--- start of TEXT TO READ ---

A Publication for the faculty, staff, administrators and friends of California State University, Chico
November 11, 2004 Volume 35/Number 3



As we mentioned in our last column, CSU, Chico has initiated a Campus Sustainability Assessment. This process can be quite enlightening, but also a bit intimidating at the outset. It is always hard to stand in front of the mirror; the reflection does not always return what we would like see.

What does it mean to be working toward a sustainable campus? Sustainability can be defined simply as meeting the needs of the current generation without compromising the ability of future generations to meet their own needs. Campus sustainability covers not only the resources and energy that go into our daily operations, but also our institution’s impacts on the community and the region that we serve.

CSU, Chico is not alone in these efforts. We (Mark and Jim) have just returned from the North American Conference on Sustainability in Higher Education. This conference showcased some of the extraordinary efforts taking place in colleges and universities from Mexico to Canada to build healthy, just, and ecologically sound communities. We are extremely proud to report that CSU, Chico is seen as having assumed a leadership role in campus sustainability efforts within the western United States.

--- end of TEXT TO READ ---

→ REQUIRED WORK
**1.** In the campus sustainability column, how is sustainability defined?
**2.** Pick up the campus sustainability column after its last sentence and carry it on in the same voice.

--- start of DATA SECTION ---

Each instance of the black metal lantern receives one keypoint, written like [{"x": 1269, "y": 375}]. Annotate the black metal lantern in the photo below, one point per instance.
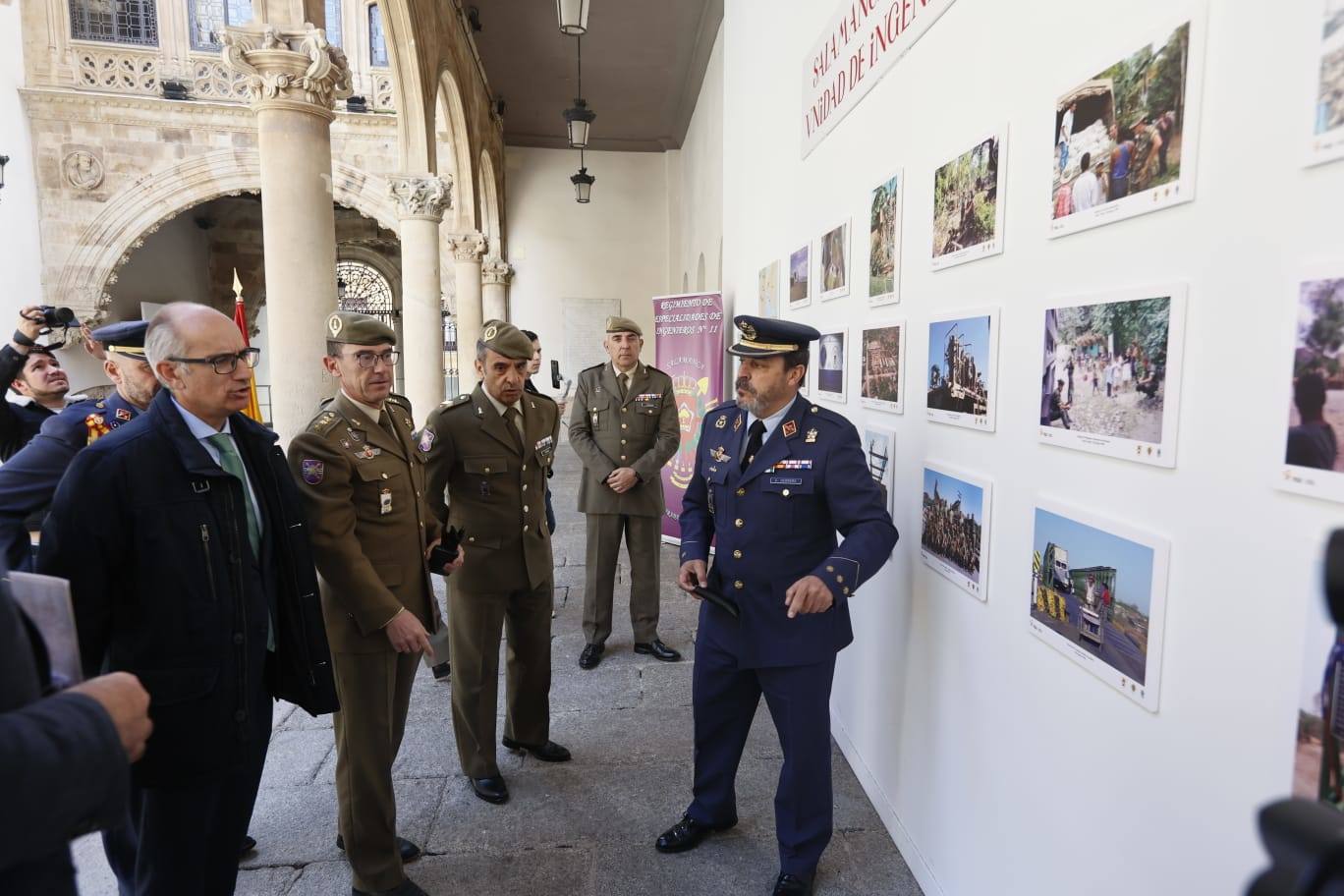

--- end of DATA SECTION ---

→ EXERCISE RESPONSES
**1.** Meeting the needs of the current generation without compromising the ability of future generations to meet their own needs.

**2.**
For example, the Environmental Protection Agency announced their P3 (People, Prosperity, and the Planet) awards at the conference, and CSU Chico student teams in Laurie Wermuth’s Environmental Sociology class received one of these awards. The students are collaborating with community members on projects to increase the application of alternative energy: working to install solar panels at Pleasant Valley High School, researching solar water heaters for Bidwell Apartments, and documenting the energy efficiency of homes in the Doe Mill Neighborhood. There were only 66 awards given nationwide in a very competitive proposal round. Congratulations to Professor Wermuth and her student team. In May, four students from the class will travel to Washington, D.C. to display their findings at an EPA science conference.

At the conference we also learned that CSU, Chico is distinguished by being among only two dozen campuses in the western United States constructing LEED-certified buildings, and among a handful of campuses nationwide that are performing a sustainability assessment.

While we are making great strides, we need to keep moving. Anthony Cortese, president of Second Nature, delivered a compelling keynote address in which he asked, “Is higher education moving fast enough to meet the world’s urgent needs?” His answer was a resounding “no!” Cortese believes that we need to refocus and revitalize our efforts on vision making, and that we need to incorporate values and ethics in all learning. Univer-sities, he points out, have traditionally been arenas for bold science and social experimentation.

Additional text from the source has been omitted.